[DOCUMENT]
+ + +

Is Your Pool an Energy Hog?

Replacing your old single-speed swimming pool pump with an efficient variable-speed pump is an energy retrofit measure with a very fast payback

Is your pool an energy hog? If your electricity bills are sky-high during pool season, your pool pump may be to blame. [Photo credit: Ollie Crafoord]
Image Credit: Ollie Crafoord

If your home has a swimming pool, your pool pump may use more electricity than any other appliance in your home — as much as three times the electricity used by your refrigerator. Many residential pools in the U.S. have 1.5-horsepower or 2-horsepower pumps that draw 2,000 watts or more. If you’re not paying attention, you may be running your pool pump for 24 hours a day — even though your pool might be perfectly clean with only 6 hours of pump operation per day.

If your pool has one of these older single-speed pumps, installing a new variable-speed pump is one of the most cost-effective energy-saving measures you can take.

You want a variable-speed pump

The main purpose of a pool pump is to circulate water from the swimming pool through a filter. In addition, a pool pump is sometimes used to circulate water through an artificial waterfall or other so-called “features.”

+ + +

[LISTED RECORDS]

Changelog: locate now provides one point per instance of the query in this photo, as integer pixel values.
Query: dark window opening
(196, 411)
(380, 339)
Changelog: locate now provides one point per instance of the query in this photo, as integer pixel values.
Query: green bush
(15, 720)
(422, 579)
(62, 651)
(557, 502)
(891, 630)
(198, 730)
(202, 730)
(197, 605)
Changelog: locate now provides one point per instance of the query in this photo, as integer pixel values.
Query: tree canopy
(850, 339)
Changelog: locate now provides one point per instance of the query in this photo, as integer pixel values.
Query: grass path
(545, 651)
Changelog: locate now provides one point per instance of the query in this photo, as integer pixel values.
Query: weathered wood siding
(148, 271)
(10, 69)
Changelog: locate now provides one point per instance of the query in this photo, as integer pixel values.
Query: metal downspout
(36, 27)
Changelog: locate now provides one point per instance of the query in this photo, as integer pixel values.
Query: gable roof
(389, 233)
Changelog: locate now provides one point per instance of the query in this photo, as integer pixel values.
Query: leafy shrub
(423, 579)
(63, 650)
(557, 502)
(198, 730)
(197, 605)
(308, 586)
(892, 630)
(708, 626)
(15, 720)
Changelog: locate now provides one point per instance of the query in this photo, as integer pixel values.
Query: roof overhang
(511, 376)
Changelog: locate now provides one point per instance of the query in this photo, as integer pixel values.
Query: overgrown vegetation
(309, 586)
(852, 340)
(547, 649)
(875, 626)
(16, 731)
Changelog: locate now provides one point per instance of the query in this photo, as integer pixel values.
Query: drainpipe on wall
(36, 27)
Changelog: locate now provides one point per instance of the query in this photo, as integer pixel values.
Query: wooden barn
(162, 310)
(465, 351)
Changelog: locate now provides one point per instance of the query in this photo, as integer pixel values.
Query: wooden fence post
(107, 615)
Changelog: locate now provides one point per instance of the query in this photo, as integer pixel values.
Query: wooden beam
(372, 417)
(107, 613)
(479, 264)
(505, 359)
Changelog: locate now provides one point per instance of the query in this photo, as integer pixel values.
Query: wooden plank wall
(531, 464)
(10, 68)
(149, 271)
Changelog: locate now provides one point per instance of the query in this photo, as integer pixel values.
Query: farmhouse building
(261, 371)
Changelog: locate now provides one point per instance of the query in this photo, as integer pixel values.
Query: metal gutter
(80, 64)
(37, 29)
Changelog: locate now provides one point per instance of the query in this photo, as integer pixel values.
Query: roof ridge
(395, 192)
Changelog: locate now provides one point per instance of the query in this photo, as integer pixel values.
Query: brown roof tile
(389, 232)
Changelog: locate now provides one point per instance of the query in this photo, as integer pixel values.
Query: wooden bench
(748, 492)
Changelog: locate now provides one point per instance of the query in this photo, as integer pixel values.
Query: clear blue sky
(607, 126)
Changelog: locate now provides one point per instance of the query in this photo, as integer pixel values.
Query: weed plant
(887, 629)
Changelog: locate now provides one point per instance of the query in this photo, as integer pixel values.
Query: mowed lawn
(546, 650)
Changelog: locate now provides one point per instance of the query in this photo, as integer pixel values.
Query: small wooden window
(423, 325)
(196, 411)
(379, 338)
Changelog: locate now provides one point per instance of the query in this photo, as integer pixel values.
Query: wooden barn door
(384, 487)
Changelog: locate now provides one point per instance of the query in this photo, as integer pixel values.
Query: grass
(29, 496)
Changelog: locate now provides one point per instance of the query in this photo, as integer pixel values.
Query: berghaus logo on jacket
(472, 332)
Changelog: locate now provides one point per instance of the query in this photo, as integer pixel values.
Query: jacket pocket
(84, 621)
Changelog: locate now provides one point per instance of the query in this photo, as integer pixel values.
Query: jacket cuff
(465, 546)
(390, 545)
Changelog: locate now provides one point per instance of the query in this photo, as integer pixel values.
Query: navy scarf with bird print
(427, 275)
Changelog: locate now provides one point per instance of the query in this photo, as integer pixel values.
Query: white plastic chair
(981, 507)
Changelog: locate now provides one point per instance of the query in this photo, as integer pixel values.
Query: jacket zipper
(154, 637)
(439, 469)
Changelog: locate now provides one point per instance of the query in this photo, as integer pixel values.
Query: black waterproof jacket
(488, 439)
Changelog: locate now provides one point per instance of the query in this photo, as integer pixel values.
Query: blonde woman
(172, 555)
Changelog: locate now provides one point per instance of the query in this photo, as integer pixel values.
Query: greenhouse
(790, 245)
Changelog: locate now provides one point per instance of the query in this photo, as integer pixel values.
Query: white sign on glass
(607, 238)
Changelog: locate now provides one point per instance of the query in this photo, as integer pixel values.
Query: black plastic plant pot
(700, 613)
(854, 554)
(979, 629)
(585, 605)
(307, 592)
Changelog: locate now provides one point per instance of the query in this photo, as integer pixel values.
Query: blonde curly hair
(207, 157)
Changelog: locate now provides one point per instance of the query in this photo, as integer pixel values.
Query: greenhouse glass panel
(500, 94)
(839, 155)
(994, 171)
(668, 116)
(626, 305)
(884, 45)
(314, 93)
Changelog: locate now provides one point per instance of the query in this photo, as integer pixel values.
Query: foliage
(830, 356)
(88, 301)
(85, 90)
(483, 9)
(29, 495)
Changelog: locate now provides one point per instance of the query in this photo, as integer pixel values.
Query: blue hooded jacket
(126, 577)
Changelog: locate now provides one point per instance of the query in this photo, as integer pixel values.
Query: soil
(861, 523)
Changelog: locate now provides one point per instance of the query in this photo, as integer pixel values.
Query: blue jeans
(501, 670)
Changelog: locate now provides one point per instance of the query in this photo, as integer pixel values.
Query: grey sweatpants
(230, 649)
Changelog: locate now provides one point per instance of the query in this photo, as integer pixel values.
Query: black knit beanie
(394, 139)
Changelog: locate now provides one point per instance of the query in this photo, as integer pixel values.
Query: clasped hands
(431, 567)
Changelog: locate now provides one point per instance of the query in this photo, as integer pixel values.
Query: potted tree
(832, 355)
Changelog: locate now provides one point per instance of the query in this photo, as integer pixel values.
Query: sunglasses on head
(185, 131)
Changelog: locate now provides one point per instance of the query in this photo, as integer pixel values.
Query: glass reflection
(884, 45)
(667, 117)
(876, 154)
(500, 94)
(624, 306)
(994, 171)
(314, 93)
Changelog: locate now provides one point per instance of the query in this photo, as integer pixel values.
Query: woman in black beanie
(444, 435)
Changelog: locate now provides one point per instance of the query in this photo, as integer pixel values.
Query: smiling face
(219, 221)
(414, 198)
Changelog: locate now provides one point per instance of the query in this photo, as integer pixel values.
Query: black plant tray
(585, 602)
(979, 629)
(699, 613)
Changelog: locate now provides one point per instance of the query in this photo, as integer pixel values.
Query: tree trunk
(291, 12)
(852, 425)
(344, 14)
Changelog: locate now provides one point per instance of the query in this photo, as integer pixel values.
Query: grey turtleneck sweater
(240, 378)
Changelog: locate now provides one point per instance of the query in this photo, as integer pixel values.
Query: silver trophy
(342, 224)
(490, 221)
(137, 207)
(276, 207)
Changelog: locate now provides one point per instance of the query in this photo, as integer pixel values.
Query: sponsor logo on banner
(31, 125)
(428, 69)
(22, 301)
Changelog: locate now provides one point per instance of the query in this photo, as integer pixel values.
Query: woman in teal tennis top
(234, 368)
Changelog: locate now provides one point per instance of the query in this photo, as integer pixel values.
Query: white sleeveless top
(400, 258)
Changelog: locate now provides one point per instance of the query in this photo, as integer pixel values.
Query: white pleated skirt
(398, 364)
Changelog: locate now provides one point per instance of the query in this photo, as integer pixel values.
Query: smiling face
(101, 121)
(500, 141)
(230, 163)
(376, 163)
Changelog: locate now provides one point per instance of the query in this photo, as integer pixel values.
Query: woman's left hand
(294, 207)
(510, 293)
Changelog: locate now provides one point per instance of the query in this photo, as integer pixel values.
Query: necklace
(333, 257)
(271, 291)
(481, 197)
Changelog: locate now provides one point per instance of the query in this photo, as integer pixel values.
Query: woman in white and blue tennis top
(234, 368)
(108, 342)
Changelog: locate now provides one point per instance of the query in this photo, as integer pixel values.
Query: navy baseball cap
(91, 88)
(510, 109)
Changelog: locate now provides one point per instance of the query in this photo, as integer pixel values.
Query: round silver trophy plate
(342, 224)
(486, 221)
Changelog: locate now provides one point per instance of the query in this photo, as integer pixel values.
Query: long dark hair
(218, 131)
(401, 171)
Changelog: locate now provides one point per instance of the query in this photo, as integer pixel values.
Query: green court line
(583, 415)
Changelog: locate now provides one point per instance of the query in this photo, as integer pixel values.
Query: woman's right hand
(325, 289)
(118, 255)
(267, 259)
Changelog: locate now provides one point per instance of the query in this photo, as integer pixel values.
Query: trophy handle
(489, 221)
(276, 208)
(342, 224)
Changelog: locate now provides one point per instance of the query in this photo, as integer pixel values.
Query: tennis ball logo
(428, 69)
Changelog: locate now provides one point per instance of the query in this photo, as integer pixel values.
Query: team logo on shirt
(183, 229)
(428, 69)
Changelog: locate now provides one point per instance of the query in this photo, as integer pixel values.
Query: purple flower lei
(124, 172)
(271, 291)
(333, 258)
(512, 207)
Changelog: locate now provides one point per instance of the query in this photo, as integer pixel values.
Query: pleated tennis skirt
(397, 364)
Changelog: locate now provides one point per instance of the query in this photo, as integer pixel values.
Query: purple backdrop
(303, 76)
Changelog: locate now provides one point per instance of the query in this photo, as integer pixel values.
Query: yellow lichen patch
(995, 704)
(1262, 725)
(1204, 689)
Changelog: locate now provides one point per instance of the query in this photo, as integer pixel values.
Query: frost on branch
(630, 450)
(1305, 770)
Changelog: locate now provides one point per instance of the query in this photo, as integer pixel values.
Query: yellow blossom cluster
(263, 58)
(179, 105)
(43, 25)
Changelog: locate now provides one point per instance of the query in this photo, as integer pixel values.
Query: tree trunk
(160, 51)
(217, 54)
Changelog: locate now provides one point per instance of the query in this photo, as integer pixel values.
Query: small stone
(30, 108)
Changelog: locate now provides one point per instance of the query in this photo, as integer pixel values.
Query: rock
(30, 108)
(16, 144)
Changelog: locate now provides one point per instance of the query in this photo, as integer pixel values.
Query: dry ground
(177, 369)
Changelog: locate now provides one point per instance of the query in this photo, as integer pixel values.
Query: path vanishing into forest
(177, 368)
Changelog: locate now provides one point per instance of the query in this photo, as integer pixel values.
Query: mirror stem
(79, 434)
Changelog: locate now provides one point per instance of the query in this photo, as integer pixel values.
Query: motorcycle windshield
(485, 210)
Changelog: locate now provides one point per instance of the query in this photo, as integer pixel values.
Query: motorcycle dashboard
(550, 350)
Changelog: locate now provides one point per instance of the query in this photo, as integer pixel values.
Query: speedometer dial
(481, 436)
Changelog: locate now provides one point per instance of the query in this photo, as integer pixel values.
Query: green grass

+ + +

[GOAL 1]
Answer the following from the pool pump article:
(a) Compared with a refrigerator, how much electricity can a pool pump use?
(b) What horsepower ratings do many residential pool pumps in the U.S. have?
(c) What is the main purpose of a pool pump?
[GOAL 2]
Output word for word the passage of the pool pump article starting at "Replacing your old" and ending at "operation per day.".
The rows bear no relation to the text.

[TASK SOLUTION 1]
(a) As much as three times the electricity used by the refrigerator.
(b) 1.5 horsepower or 2 horsepower.
(c) To circulate water from the swimming pool through a filter.

[TASK SOLUTION 2]
Replacing your old single-speed swimming pool pump with an efficient variable-speed pump is an energy retrofit measure with a very fast payback

Is your pool an energy hog? If your electricity bills are sky-high during pool season, your pool pump may be to blame. [Photo credit: Ollie Crafoord]
Image Credit: Ollie Crafoord

If your home has a swimming pool, your pool pump may use more electricity than any other appliance in your home — as much as three times the electricity used by your refrigerator. Many residential pools in the U.S. have 1.5-horsepower or 2-horsepower pumps that draw 2,000 watts or more. If you’re not paying attention, you may be running your pool pump for 24 hours a day — even though your pool might be perfectly clean with only 6 hours of pump operation per day.